Lines of data:
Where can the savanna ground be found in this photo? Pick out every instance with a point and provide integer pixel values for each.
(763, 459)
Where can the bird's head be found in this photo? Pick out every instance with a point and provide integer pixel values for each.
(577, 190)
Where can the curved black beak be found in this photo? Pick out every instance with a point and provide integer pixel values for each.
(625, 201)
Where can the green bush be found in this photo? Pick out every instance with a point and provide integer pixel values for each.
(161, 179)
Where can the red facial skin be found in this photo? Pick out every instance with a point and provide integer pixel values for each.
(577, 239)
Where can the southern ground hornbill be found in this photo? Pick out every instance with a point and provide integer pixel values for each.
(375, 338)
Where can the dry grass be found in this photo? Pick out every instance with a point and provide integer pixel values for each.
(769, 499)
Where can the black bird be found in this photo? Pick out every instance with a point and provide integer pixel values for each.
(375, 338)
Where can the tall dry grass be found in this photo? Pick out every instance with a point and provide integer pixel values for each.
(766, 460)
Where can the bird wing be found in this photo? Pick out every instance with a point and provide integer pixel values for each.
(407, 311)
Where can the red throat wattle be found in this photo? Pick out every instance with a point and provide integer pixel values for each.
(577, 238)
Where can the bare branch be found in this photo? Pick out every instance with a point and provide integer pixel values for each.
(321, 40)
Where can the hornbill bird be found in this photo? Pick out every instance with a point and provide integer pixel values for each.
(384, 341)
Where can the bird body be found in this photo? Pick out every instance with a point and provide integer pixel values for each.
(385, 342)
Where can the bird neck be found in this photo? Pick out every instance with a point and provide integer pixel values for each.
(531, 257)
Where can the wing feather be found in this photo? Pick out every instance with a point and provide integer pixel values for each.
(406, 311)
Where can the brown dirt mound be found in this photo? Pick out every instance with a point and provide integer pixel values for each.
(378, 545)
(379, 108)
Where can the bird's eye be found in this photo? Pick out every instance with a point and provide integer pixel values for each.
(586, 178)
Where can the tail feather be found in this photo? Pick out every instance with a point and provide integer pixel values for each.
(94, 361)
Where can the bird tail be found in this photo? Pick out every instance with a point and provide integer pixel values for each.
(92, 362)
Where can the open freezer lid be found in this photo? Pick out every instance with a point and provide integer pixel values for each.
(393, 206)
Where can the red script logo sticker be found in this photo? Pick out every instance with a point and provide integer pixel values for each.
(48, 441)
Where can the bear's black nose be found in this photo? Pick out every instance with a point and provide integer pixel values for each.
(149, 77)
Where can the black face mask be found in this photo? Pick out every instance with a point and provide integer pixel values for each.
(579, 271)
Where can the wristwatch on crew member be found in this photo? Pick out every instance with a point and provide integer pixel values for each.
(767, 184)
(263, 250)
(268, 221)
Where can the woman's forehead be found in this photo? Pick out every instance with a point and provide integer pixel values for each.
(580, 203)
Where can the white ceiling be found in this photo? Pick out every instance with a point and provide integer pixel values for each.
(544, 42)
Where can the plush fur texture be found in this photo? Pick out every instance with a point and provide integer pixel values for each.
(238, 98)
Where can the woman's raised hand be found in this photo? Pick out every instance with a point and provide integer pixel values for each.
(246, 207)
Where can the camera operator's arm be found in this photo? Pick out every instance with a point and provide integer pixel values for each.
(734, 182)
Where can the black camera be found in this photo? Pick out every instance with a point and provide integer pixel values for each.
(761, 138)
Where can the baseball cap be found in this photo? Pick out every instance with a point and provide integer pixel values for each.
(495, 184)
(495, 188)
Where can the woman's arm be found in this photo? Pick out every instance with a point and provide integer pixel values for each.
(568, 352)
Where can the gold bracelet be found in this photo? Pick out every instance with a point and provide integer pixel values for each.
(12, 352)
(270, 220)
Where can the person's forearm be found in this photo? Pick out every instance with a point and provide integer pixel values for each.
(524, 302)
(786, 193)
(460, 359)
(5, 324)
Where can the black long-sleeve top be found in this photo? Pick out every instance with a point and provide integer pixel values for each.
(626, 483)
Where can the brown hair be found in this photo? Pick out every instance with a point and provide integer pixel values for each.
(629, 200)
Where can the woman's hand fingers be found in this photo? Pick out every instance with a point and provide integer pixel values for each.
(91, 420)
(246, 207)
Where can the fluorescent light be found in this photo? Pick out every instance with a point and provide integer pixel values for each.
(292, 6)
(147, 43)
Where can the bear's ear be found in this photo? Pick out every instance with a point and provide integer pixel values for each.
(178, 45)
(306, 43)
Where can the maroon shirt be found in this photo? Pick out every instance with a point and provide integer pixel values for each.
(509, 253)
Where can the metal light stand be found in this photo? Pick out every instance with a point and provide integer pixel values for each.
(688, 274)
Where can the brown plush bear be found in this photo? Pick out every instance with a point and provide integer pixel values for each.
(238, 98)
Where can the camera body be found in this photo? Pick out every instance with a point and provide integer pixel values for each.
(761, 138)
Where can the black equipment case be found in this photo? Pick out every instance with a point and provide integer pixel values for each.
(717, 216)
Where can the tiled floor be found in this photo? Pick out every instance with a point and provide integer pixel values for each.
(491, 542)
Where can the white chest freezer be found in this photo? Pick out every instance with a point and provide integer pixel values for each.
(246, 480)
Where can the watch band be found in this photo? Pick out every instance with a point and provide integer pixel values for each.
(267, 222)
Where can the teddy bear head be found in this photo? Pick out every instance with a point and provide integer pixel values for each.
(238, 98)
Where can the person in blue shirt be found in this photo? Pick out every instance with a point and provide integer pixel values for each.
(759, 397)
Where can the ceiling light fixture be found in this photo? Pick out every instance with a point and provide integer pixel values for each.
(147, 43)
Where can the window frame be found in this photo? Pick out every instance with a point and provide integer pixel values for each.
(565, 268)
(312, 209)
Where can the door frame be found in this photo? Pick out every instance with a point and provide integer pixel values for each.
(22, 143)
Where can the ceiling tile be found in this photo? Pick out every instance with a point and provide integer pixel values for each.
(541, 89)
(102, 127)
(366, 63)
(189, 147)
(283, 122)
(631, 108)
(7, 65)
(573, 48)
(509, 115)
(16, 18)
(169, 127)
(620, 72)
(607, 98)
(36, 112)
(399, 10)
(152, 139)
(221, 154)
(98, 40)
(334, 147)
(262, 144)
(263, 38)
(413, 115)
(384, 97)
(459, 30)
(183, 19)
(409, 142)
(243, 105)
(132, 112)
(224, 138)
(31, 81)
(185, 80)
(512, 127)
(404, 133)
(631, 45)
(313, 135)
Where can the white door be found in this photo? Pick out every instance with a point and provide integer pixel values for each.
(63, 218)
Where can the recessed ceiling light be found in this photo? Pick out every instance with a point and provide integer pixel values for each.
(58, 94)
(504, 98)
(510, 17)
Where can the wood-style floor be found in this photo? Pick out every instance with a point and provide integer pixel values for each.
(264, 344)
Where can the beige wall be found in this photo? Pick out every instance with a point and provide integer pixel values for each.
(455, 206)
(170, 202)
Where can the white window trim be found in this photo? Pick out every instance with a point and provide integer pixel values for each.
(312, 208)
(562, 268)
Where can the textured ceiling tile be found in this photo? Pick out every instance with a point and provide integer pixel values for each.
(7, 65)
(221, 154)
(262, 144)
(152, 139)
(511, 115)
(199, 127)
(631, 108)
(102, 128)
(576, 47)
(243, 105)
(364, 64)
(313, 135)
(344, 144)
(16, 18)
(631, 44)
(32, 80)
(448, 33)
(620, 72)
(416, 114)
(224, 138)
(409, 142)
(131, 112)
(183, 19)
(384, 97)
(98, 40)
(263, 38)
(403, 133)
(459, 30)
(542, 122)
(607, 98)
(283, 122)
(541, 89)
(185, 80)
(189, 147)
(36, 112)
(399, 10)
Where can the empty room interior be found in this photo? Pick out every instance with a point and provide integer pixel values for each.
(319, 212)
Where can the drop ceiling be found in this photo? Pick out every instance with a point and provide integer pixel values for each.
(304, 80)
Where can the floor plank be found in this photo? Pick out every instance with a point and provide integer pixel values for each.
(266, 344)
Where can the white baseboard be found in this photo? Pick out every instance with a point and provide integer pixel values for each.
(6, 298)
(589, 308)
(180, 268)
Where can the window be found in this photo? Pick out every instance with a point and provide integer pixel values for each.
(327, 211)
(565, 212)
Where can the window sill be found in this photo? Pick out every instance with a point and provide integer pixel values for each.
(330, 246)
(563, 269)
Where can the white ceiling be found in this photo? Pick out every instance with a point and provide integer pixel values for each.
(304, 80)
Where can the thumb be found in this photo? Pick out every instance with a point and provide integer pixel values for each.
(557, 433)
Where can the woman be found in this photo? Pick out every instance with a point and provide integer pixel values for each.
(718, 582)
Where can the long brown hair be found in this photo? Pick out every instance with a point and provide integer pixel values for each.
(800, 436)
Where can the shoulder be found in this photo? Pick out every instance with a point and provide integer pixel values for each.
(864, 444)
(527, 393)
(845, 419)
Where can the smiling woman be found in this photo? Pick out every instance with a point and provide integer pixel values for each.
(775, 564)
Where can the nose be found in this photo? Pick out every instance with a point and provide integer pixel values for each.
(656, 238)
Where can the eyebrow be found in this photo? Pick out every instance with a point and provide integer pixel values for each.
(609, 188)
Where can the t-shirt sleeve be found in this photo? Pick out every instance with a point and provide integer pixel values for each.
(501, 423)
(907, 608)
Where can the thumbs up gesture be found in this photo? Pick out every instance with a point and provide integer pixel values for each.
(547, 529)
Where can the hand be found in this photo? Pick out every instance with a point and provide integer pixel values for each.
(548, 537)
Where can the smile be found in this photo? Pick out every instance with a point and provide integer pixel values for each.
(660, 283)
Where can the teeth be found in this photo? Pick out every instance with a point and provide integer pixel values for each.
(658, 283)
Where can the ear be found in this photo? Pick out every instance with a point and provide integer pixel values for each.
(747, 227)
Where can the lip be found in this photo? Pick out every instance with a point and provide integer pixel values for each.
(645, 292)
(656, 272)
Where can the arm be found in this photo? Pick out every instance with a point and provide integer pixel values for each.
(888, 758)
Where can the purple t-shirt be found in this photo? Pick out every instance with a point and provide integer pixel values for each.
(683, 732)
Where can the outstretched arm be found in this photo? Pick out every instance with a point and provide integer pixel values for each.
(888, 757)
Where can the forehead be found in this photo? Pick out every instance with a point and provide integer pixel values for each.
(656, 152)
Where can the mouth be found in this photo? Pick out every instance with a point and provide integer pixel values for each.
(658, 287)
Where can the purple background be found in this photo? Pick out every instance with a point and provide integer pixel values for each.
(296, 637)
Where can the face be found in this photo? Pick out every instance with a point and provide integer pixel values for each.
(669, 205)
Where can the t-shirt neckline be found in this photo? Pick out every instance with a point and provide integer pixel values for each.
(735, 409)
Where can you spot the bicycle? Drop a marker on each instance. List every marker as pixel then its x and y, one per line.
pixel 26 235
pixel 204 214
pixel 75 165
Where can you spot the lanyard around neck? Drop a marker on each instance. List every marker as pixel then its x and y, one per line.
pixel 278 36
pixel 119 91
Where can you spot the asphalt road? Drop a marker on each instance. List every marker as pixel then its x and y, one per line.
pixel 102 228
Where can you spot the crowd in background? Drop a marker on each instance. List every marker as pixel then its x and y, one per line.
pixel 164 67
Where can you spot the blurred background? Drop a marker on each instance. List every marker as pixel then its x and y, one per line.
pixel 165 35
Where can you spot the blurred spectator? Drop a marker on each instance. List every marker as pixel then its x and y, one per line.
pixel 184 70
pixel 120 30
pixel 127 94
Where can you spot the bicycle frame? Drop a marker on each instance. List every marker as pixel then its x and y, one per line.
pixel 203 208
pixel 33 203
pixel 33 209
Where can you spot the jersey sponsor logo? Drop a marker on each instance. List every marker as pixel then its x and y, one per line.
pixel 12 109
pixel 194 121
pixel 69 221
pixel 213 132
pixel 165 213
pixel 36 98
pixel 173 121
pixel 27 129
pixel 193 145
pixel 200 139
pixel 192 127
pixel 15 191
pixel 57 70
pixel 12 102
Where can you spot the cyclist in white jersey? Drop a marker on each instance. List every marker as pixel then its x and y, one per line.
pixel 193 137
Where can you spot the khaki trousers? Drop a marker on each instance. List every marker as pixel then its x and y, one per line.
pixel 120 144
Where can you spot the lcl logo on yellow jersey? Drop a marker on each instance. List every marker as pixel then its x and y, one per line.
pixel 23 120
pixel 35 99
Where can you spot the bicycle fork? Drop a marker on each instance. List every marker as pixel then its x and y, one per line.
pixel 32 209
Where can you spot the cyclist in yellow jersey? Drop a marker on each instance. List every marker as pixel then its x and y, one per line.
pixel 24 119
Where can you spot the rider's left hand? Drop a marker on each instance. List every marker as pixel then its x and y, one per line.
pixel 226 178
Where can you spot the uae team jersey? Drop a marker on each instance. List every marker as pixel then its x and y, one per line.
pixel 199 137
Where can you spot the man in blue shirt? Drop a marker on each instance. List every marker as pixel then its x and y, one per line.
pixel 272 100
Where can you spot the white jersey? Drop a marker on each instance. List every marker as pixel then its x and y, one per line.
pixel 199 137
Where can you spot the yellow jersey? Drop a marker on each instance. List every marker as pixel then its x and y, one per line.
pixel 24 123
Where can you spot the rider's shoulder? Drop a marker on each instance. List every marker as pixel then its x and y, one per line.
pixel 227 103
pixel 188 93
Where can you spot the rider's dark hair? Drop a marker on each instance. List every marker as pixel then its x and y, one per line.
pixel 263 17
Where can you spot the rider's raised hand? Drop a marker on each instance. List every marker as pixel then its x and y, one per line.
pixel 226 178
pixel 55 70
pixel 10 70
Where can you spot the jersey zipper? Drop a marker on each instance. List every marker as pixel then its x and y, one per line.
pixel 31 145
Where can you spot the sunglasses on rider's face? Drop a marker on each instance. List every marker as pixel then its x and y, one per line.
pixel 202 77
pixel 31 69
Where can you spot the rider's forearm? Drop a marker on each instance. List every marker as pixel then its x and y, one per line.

§ Description of the task: Give the items as a numbered list, leaving out blank lines, starting at the line containing "Where can you spot the lanyard" and ending at the line containing "pixel 165 35".

§ Solution to this task:
1. Where can you spot the lanyard around neck? Drop a marker on each instance. List every marker as pixel then its x and y, one per line.
2. pixel 278 36
3. pixel 119 91
4. Where can you spot the asphalt road? Drop a marker on each instance. List every marker as pixel then its x and y, one per line.
5. pixel 102 228
6. Where can you spot the crowd in background? Drop a marker on each instance. List every marker as pixel then its x and y, one per line.
7. pixel 164 67
8. Where can you spot the blurred background? Drop a marker on each instance. List every marker as pixel then its x and y, one per line.
9. pixel 165 35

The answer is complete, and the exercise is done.